#### EXERCISE INSTRUCTIONS:
Nothing but the lines from the start of the entries through the line containing "box: [280, 175, 290, 185]" should appear in the answer, each given exactly.

#### LISTED ENTRIES:
-=-=-=-=-

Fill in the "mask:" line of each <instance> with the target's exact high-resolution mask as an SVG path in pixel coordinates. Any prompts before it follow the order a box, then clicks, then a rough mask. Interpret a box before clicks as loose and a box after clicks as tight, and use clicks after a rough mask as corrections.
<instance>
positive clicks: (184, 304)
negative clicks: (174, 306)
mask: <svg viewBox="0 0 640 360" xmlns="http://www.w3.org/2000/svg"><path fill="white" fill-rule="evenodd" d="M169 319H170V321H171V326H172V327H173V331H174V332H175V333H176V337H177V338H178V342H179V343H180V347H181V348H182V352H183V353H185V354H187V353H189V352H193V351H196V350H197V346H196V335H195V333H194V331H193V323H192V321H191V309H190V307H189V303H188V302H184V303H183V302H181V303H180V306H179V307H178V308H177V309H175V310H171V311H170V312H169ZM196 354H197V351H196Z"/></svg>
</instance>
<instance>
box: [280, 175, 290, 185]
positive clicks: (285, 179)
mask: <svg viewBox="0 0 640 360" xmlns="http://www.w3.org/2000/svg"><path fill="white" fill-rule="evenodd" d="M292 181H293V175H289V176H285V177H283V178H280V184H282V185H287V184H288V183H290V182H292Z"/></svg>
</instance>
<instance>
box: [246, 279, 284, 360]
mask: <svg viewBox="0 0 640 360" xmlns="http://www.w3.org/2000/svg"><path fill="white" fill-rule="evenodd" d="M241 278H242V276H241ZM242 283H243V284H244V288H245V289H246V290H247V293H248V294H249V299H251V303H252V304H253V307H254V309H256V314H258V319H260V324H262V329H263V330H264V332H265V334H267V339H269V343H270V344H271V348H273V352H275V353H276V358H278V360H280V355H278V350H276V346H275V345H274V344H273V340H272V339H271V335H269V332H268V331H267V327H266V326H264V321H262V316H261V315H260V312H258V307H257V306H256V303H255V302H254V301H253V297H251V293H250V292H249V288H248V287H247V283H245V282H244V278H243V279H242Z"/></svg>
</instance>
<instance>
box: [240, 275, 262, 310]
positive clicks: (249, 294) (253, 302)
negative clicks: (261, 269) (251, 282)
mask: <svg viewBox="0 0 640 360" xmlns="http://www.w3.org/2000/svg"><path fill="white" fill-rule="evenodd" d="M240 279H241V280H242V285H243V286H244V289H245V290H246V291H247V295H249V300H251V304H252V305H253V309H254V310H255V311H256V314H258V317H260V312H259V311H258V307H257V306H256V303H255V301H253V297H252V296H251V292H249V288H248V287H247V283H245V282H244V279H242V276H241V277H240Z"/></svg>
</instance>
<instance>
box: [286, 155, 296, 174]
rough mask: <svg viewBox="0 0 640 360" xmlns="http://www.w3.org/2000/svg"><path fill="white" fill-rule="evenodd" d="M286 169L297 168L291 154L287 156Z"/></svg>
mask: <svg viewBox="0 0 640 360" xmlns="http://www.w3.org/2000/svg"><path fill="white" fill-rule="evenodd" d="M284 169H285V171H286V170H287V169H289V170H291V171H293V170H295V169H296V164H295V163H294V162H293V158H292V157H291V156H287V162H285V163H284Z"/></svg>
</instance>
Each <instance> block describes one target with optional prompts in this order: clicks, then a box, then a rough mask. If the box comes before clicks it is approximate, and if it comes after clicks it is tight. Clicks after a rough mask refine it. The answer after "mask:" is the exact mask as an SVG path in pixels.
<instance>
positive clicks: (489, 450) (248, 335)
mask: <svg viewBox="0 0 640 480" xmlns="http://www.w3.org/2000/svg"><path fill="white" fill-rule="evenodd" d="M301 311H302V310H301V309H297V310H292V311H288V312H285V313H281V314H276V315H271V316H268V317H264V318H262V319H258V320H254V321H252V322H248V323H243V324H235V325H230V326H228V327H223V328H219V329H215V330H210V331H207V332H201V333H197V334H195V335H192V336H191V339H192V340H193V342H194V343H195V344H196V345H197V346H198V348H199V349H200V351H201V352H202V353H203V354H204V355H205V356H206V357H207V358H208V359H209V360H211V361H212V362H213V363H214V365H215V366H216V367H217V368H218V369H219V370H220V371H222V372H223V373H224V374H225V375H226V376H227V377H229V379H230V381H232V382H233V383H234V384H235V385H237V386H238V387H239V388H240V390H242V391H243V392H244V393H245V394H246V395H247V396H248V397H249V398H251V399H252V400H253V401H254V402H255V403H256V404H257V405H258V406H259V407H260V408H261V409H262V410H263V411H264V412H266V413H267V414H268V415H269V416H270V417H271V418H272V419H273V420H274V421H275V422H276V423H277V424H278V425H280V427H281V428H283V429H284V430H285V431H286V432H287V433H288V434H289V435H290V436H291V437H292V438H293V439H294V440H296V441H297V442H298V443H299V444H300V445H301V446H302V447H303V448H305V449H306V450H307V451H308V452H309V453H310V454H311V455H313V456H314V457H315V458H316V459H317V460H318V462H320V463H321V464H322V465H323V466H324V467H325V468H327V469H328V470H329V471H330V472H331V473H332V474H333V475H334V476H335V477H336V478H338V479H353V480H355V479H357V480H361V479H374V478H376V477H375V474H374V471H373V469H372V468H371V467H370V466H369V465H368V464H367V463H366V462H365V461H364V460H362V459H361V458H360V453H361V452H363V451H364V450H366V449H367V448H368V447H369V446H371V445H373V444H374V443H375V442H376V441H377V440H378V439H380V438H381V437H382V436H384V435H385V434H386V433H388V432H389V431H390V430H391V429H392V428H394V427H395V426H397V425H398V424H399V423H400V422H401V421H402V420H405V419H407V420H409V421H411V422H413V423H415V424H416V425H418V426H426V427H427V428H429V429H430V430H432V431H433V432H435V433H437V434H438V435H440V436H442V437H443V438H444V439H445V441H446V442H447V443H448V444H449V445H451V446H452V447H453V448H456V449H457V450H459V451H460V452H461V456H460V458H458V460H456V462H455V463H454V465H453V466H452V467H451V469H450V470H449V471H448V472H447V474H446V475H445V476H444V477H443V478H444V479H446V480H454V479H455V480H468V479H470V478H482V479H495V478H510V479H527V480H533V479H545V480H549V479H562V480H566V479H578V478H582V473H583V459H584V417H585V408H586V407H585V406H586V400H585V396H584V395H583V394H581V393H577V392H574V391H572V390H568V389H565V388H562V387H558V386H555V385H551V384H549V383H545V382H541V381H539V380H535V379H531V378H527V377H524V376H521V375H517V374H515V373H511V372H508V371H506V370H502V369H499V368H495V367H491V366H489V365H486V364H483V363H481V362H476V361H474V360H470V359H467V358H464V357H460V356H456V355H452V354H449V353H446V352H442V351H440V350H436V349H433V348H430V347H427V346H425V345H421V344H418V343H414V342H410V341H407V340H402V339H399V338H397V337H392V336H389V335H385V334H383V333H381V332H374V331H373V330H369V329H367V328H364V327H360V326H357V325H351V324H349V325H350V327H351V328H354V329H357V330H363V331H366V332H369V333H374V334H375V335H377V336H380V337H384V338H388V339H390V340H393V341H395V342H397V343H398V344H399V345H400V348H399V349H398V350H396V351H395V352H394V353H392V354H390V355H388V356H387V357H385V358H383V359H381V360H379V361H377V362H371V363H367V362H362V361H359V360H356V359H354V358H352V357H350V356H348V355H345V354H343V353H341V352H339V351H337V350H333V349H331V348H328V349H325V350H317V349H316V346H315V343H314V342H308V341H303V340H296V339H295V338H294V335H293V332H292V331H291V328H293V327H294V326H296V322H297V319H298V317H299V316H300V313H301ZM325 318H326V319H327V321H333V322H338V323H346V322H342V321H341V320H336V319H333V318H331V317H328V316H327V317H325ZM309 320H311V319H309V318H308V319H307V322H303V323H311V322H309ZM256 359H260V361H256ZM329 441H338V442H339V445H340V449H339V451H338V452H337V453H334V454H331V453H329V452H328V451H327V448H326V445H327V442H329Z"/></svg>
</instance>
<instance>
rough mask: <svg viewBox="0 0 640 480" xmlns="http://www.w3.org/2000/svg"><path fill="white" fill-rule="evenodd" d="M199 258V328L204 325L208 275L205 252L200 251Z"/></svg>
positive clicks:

-=-=-=-=-

#### EXERCISE ANSWER:
Fill in the "mask:" line of each <instance> with the target's exact high-resolution mask as an SVG path in pixel coordinates. Any prompts before it follow the order a box, then clicks, then a rough mask. Interpret a box before clicks as loose and a box after clicks as tight, and use clicks after a rough mask as corrections.
<instance>
positive clicks: (184, 304)
negative clicks: (174, 306)
mask: <svg viewBox="0 0 640 360" xmlns="http://www.w3.org/2000/svg"><path fill="white" fill-rule="evenodd" d="M169 319H170V321H171V326H172V327H173V331H174V332H175V333H176V337H177V338H178V342H179V343H180V347H181V348H182V352H183V353H185V354H187V353H189V352H193V351H196V350H197V346H196V335H195V333H194V331H193V323H192V321H191V309H190V307H189V303H188V302H184V303H183V302H181V303H180V306H179V307H178V308H177V309H175V310H171V311H170V312H169ZM196 354H197V351H196Z"/></svg>
</instance>
<instance>
box: [280, 175, 290, 185]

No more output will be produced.